Task directions: Copy each of the following records, line by line, with every character kept the same.

Labeling and segmentation records
-- START --
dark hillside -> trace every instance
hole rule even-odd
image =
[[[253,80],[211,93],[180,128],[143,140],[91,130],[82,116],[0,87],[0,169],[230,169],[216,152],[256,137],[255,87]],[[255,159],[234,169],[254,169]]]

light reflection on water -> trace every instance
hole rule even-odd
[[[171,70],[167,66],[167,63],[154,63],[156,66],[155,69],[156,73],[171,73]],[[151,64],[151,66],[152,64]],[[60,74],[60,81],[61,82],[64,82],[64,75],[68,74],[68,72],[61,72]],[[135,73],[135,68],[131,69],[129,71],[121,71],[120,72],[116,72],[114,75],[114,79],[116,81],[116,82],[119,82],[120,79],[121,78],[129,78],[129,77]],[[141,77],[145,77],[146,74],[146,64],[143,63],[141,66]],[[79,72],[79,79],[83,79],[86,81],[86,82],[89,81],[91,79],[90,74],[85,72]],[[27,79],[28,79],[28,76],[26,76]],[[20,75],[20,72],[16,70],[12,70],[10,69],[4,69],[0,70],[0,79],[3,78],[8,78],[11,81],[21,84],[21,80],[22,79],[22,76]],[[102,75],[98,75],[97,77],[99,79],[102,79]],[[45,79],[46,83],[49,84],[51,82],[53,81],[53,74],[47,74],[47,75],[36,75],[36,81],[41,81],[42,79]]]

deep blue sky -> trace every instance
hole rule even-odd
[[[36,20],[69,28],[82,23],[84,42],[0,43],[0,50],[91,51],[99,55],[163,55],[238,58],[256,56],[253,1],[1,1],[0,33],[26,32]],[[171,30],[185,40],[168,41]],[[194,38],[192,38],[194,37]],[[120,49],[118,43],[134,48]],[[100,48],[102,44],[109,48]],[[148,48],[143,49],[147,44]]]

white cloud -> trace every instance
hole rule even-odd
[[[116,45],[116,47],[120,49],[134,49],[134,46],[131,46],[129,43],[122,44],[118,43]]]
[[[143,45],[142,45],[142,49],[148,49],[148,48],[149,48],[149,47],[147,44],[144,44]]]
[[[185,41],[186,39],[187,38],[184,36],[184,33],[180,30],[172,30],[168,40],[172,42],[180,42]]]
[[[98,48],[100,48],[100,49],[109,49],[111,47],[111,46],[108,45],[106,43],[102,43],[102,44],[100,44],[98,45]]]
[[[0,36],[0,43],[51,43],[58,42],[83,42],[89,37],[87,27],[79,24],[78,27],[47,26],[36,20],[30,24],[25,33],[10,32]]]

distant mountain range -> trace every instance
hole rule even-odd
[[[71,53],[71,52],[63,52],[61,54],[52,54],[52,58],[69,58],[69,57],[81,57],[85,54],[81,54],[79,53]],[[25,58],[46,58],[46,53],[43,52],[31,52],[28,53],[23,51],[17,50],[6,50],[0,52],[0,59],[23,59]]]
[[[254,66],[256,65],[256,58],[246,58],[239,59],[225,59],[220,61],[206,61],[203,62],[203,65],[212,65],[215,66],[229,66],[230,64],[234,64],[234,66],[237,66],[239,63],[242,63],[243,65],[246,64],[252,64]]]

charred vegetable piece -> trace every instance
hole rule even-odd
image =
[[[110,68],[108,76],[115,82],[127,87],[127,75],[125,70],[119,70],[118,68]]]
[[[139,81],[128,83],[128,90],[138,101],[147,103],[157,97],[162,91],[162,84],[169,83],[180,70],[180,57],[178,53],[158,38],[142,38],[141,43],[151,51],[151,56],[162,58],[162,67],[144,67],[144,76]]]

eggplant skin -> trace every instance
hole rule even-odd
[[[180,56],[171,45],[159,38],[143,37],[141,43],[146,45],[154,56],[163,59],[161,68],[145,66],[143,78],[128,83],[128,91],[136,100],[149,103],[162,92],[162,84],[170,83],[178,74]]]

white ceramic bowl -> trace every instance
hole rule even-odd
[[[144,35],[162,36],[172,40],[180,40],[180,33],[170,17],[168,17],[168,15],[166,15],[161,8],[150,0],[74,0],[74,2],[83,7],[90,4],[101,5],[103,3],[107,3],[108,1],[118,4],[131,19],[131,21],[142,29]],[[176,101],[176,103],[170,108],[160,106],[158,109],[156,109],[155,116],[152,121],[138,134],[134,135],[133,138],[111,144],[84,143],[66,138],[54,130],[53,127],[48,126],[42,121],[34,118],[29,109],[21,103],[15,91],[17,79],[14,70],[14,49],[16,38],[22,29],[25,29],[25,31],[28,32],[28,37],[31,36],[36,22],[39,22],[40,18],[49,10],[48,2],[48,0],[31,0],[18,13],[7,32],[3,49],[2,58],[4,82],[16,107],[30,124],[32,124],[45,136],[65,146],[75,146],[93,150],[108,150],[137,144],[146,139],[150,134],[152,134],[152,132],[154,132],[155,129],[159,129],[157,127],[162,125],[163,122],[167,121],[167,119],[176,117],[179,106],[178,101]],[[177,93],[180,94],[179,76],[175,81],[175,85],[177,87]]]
-- END --
Exercise result:
dark hillside -> trace every instance
hole rule even-odd
image =
[[[253,80],[211,93],[180,128],[143,140],[91,130],[82,116],[0,87],[0,169],[230,169],[216,152],[256,137],[255,87]],[[255,159],[234,169],[254,169]]]

light reflection on water -> trace every instance
hole rule even-odd
[[[171,70],[167,66],[167,63],[154,63],[156,66],[155,69],[156,73],[171,73]],[[151,64],[151,66],[152,64]],[[60,74],[60,81],[61,82],[64,82],[64,75],[68,74],[68,72],[61,72]],[[135,73],[135,68],[131,69],[129,71],[121,71],[120,72],[116,72],[114,75],[114,79],[116,81],[116,82],[119,82],[120,79],[121,78],[129,78],[129,77]],[[141,77],[145,77],[146,74],[146,64],[143,63],[141,66]],[[79,72],[79,79],[83,79],[86,81],[86,82],[89,81],[91,79],[90,74],[85,72]],[[27,79],[28,79],[28,76],[26,76]],[[20,75],[20,72],[16,70],[12,70],[10,69],[4,69],[0,70],[0,79],[3,78],[8,78],[11,81],[21,84],[21,80],[22,79],[22,76]],[[102,75],[98,75],[97,77],[99,79],[102,79]],[[45,79],[46,83],[49,84],[51,82],[53,81],[53,74],[47,74],[47,75],[36,75],[36,81],[41,81],[42,79]]]

deep blue sky -> trace every instance
hole rule even-odd
[[[36,20],[69,28],[82,23],[84,42],[0,43],[0,50],[91,51],[99,55],[163,55],[238,58],[256,56],[253,1],[1,1],[0,33],[26,32]],[[171,30],[185,40],[168,41]],[[194,38],[192,38],[194,37]],[[120,49],[118,43],[134,48]],[[100,48],[102,44],[109,48]],[[148,48],[143,49],[147,44]]]

white cloud -> trace every instance
hole rule even-odd
[[[116,45],[116,47],[120,49],[134,49],[134,46],[131,46],[129,43],[122,44],[118,43]]]
[[[143,45],[142,45],[142,49],[148,49],[148,48],[149,48],[149,47],[147,44],[144,44]]]
[[[185,41],[186,39],[187,38],[184,36],[184,33],[180,30],[172,30],[168,40],[172,42],[180,42]]]
[[[98,48],[100,48],[100,49],[109,49],[111,47],[111,46],[108,45],[106,43],[102,43],[102,44],[100,44],[98,45]]]
[[[0,36],[0,43],[51,43],[58,42],[83,42],[89,37],[87,27],[79,24],[78,27],[47,26],[36,20],[30,24],[25,33],[10,32]]]

distant mountain range -> trace every instance
hole rule even-odd
[[[71,53],[71,52],[63,52],[61,54],[52,54],[52,58],[69,58],[69,57],[81,57],[85,54],[81,54],[79,53]],[[25,58],[46,58],[46,53],[43,52],[31,52],[28,53],[23,51],[17,50],[6,50],[0,52],[0,59],[23,59]]]
[[[254,66],[256,65],[256,58],[246,58],[239,59],[225,59],[220,61],[206,61],[203,62],[203,65],[212,65],[215,66],[229,66],[230,64],[234,64],[234,66],[237,66],[239,63],[242,63],[243,65],[246,64],[252,64]]]

charred vegetable piece -> trace every instance
hole rule even-odd
image =
[[[110,68],[108,76],[115,82],[127,87],[127,75],[125,70],[119,70],[118,68]]]
[[[139,81],[128,83],[128,90],[138,101],[147,103],[157,97],[162,91],[162,84],[169,83],[180,70],[180,57],[178,53],[158,38],[142,38],[141,43],[151,51],[151,56],[162,58],[162,67],[144,67],[144,76]]]

eggplant skin -> trace every instance
hole rule even-odd
[[[180,56],[171,45],[159,38],[143,37],[141,43],[146,45],[154,56],[163,59],[161,68],[145,66],[143,78],[128,83],[128,91],[136,100],[149,103],[162,92],[162,84],[170,83],[178,74]]]

white ceramic bowl -> trace every instance
hole rule even-odd
[[[144,35],[162,36],[172,40],[180,40],[180,33],[170,17],[168,17],[168,15],[166,15],[161,8],[150,0],[74,0],[74,2],[83,7],[90,4],[101,5],[103,3],[107,3],[108,1],[118,4],[131,19],[131,21],[142,29]],[[176,101],[176,103],[170,108],[160,106],[158,109],[156,109],[155,116],[152,121],[138,134],[134,135],[133,138],[111,144],[84,143],[66,138],[54,130],[53,127],[48,126],[42,121],[34,118],[29,109],[21,103],[15,91],[17,79],[14,70],[14,49],[16,38],[22,29],[25,29],[25,31],[28,32],[28,37],[31,36],[36,22],[39,22],[40,18],[49,10],[48,2],[48,0],[31,0],[18,13],[7,32],[3,49],[2,58],[4,82],[16,107],[30,124],[32,124],[45,136],[65,146],[75,146],[93,150],[108,150],[137,144],[146,139],[150,134],[152,134],[152,132],[154,132],[155,129],[159,129],[157,127],[162,125],[163,122],[167,121],[167,119],[176,117],[179,106],[178,101]],[[177,93],[180,94],[179,76],[175,81],[175,85],[177,87]]]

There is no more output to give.